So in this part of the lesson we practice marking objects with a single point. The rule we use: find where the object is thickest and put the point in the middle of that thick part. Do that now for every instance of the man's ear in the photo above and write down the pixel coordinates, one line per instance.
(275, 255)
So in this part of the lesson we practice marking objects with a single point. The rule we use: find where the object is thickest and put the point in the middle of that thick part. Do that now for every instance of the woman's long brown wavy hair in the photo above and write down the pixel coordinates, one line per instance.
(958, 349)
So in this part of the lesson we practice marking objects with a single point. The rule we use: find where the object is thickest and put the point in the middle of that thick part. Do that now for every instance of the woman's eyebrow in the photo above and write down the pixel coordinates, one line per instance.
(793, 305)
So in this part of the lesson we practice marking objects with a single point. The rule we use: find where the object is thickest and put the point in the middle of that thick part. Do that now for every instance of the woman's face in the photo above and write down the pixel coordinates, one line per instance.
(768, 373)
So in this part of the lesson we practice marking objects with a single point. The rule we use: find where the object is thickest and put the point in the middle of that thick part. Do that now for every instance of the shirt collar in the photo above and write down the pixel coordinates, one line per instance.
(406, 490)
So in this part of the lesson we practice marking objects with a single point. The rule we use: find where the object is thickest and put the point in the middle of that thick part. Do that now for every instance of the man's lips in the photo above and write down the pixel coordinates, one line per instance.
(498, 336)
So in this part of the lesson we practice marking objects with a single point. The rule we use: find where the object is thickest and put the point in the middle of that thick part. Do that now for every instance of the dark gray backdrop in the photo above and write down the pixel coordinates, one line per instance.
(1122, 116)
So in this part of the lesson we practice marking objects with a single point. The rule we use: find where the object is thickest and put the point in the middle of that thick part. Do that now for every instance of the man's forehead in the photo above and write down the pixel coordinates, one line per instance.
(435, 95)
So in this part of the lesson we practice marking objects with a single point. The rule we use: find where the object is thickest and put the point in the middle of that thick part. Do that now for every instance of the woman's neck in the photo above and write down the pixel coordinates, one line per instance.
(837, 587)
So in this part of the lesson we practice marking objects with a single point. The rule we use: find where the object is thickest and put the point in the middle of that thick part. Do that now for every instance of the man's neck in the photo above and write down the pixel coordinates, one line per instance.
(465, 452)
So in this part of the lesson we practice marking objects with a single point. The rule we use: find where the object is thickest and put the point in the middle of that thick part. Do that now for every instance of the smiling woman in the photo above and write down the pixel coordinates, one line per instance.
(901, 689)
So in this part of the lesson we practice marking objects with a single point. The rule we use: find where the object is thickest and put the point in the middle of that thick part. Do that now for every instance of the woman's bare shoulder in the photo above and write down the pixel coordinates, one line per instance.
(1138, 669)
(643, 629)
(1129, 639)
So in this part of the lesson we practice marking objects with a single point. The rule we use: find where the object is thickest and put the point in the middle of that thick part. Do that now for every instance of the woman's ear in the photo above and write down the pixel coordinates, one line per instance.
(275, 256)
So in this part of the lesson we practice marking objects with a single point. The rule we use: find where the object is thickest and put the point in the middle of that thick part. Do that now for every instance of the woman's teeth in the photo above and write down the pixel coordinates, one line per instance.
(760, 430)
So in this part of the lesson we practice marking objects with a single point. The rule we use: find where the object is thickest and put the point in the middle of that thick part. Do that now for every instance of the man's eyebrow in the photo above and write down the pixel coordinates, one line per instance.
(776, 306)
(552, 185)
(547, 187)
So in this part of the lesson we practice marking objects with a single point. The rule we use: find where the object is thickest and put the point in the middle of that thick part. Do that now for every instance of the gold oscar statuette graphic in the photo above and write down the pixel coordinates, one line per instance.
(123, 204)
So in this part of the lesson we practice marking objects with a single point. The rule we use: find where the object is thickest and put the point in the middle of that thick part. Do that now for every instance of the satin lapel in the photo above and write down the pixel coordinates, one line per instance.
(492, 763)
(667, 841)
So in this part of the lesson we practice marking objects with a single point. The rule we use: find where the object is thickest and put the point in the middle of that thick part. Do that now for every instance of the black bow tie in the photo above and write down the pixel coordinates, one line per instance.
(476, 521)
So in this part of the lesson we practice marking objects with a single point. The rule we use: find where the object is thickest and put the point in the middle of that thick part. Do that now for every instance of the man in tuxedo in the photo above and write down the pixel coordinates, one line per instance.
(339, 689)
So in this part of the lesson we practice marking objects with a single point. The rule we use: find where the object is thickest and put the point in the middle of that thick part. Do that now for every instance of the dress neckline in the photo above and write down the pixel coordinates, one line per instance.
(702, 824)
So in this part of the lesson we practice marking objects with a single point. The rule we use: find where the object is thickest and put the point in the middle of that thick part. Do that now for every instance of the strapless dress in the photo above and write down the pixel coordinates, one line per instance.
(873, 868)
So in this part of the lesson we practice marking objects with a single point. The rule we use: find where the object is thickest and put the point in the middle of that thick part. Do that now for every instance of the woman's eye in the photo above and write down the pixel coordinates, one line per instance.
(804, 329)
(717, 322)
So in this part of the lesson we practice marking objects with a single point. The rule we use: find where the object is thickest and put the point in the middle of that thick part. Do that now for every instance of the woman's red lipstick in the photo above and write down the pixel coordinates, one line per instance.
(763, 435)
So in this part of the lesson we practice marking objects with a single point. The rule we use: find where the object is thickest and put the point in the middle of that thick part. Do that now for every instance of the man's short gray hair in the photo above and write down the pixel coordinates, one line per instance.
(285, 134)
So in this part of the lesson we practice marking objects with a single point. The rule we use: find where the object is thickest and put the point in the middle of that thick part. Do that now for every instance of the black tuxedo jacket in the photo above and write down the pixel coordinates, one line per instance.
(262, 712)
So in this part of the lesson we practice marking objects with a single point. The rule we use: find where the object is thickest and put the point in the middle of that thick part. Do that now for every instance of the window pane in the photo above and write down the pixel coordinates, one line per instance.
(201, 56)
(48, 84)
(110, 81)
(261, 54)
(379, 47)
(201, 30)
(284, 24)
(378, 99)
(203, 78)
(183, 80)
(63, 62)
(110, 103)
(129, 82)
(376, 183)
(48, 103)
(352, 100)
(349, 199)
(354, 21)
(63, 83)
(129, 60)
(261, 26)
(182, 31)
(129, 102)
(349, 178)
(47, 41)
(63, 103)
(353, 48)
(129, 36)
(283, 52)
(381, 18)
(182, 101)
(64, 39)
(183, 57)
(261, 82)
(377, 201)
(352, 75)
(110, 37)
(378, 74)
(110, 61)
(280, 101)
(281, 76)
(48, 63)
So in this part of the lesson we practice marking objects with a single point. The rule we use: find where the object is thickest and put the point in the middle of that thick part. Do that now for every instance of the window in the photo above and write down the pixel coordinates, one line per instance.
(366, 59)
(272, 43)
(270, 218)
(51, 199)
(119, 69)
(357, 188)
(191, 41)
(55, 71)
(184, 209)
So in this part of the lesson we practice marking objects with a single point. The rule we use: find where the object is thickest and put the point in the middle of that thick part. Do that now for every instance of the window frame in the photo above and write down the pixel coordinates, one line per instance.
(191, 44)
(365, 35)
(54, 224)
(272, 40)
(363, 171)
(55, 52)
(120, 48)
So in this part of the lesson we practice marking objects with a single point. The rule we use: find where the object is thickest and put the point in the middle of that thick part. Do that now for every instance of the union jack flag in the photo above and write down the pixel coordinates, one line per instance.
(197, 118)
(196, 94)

- - -

▸ **PROBLEM TO WORK ON**
Set down every record above exactly as given.

▸ **EXPECTED OUTPUT**
So in this part of the lesson we practice marking objects with a single point. The rule we use: find where the object is thickest and put the point in the middle of that thick part. Do that now for every instance of the man's ear in the photo above and write down the pixel coordinates, one line per instance.
(275, 255)
So in this part of the lesson we practice marking objects with a single point. The rule we use: find where the object is thickest and put the point in the middle of that thick part. Do that now for every instance of the woman's long brown wavy hair in the photo above and write down the pixel coordinates, one line per instance.
(958, 349)
So in this part of the lesson we practice marking objects with a single point. The rule we use: find where the object is thickest and put the point in the middle of that thick part. Do that now for every instance of the woman's eyebrow in the photo above and write down the pixel coordinates, one line per instance.
(793, 305)
So in this part of the lesson we practice marking objects with a single point. The rule we use: find where the object is thickest and put the point in the middle of that thick part. Do that now for every instance of the woman's face in the photo above and write down the pixel coordinates, one line per instance.
(768, 373)
So in this part of the lesson we practice marking objects with a single point. The rule we use: find where the object is thickest and put the point in the middle of that thick part. Do that now for every instance of the shirt collar in the photo above and write down the pixel coordinates, one line per instance.
(406, 490)
So in this part of the lesson we practice marking objects with a single point. The rule we use: find where the object is thickest and put the point in the middle of that thick part. Do that now for every instance of the man's lips in the photo above and write down the pixel coordinates, one line per instance.
(498, 336)
So in this part of the lesson we practice marking objects with a single point. The rule we use: find where the object is thickest and put the point in the middle of that thick part. Do that now for every instance of the dark gray backdrop in the photo above and write down the pixel coordinates, one line per instance.
(1122, 116)
So in this part of the lesson we practice marking objects with a single point. The rule we use: find where the object is thickest and put the point in the middle of that thick part. Do that now for every instance of the man's forehead in the photo above and write down the pixel coordinates, one line per instance.
(435, 95)
So in this part of the lesson we practice marking objects with a single point. The rule we use: find where the object is thickest and put the point in the middle of that thick part. Do that now for every instance of the woman's neck in the photo above and write down the pixel coordinates, one line per instance.
(837, 587)
So in this part of the lesson we practice marking objects with a single point. The rule we use: find where the object is thickest and put the point in the middle of that thick part. Do that now for every instance of the man's neck in the photo above and write down the pixel coordinates, one line per instance.
(465, 452)
So in this part of the lesson we practice marking objects with a single point. The rule we use: find where the object is thickest and put the point in the middle of that thick part. Do that now for every instance of the smiling woman in the photo above and write down the pixel coordinates, one line per instance.
(901, 689)
So in this part of the lesson we practice marking objects with a single point. The rule we use: find where the object is thickest and put the point in the middle of that thick part. Do that now for every instance of the woman's bare shoulder in the photo above and write down the pixel coordinates, one line per instance.
(1138, 669)
(643, 629)
(1129, 639)
So in this part of the lesson we practice marking objects with a single point. The rule we use: find where the object is thickest and put the point in the middle of that thick part. Do that now for every instance of the woman's ear in the photo above and write down the pixel coordinates, one line per instance.
(275, 256)
So in this part of the lesson we practice marking objects with a single point. The rule we use: find where the object is thickest and put the point in the middle of that thick part. Do that now for every instance of the woman's teeth in the photo above and write down the pixel coordinates, one line per instance.
(760, 430)
So in this part of the lesson we practice marking objects with a single point. The rule we use: find where the object is thickest and put the point in the middle of that thick part. Do that now for every instance of the man's eyebrow in the photo above and write down the pixel coordinates, one line per instance.
(776, 306)
(552, 185)
(547, 187)
So in this part of the lesson we practice marking objects with a single point. The rule we use: find where the object is thickest and put the point in the middle of that thick part. Do that now for every instance of the gold oscar statuette graphic in the photo above and write down the pixel coordinates, one line per instance.
(123, 204)
So in this part of the lesson we practice marking objects with a single point. The rule we use: find where the object is thickest and put the point in the middle of that thick part. Do that now for every instance of the satin lapel in the photo above and write down the pixel coordinates, one line per instance.
(492, 763)
(667, 841)
So in this part of the lesson we practice marking objects with a single point. The rule we use: find where the object is thickest and put the point in the middle of that thick part. Do that now for every instance of the black bow tie in the photo above and write down the pixel coordinates, one line per instance.
(476, 521)
So in this part of the lesson we practice marking objects with a single point. The rule we use: find where the object is thickest and put the point in the middle of that thick part. Do that now for every instance of the man in tuxedo in the photo above and write down the pixel coordinates, one line per instance.
(339, 689)
So in this part of the lesson we practice marking objects with a single point. The rule we use: find where the object is thickest and put the point in the middle of that thick part. Do that now for every instance of the dress neckline in the photo above and write down the pixel coordinates, one line per instance.
(702, 824)
So in this part of the lesson we practice marking objects with a single point. The rule we use: find where the object is thickest and put the point in the middle of that thick part. Do that now for every instance of the strapless dress in the photo above and write down the pixel coordinates, one line per instance.
(873, 868)
So in this part of the lesson we practice marking objects with a single point. The rule we use: find where the object is thickest and put the point in the middle of that thick part. Do that now for every instance of the woman's eye in the photo above and write down the pixel coordinates, one line per instance.
(804, 329)
(717, 322)
So in this part of the lesson we practice marking objects with a single point. The rule we use: find where the object is thickest and put the point in the middle of that thick part. Do that now for every instance of the woman's red lipstick in the photo above and write down the pixel coordinates, one line per instance.
(763, 435)
So in this part of the lesson we practice marking objects with a single point. The rule we use: find where the object is thickest and put the point in the middle of that thick part. Do that now for every instance of the man's short gray hair in the photo above and write down the pixel coordinates, one line per instance.
(285, 134)
So in this part of the lesson we practice marking objects with a single point. The rule we use: find where the object is thickest and put the point in the middle of that thick part. Do that now for every instance of the black tuxedo jacket in the photo above and write down the pixel coordinates, one line per instance.
(262, 712)
So in this part of the lesson we practice marking objects with a single point. The rule we use: find where the object is thickest and put the point in the middle of that thick part. Do that now for every instance of the window pane in the photo above and write down the pixel coordinates, one line per instance.
(201, 56)
(48, 84)
(110, 81)
(261, 54)
(379, 47)
(201, 30)
(284, 24)
(378, 99)
(203, 78)
(183, 80)
(63, 62)
(110, 103)
(129, 82)
(376, 183)
(48, 103)
(352, 100)
(349, 199)
(354, 21)
(63, 83)
(129, 60)
(261, 26)
(182, 31)
(129, 102)
(349, 178)
(47, 41)
(63, 103)
(353, 48)
(129, 36)
(283, 52)
(381, 18)
(182, 101)
(64, 39)
(183, 57)
(261, 82)
(377, 201)
(352, 75)
(110, 37)
(378, 74)
(110, 61)
(280, 101)
(281, 76)
(48, 63)
So in this part of the lesson we practice marking objects with a single point. The rule we use: find where the object is thickest and put the point in the middle of that thick part. Do that now for every instance of the window in the photo above and write down the pixel coordinates, one line per instance.
(366, 59)
(272, 43)
(270, 218)
(51, 199)
(119, 69)
(357, 188)
(191, 41)
(55, 71)
(184, 209)
So in this part of the lesson we practice marking objects with a single point. The rule we use: find where the object is thickest and put the point in the middle of that thick part. Do that now for every instance of the window frame in the photo above and write down the pixel coordinates, one line per instance.
(191, 44)
(365, 35)
(54, 224)
(272, 40)
(363, 171)
(55, 52)
(120, 48)
So in this part of the lesson we practice marking objects with a single point. The rule we use: find where the object is thickest and put the point in the middle of that thick part. Do that now for every instance of the union jack flag in the photo above and write down the pixel coordinates, one line per instance.
(197, 118)
(196, 94)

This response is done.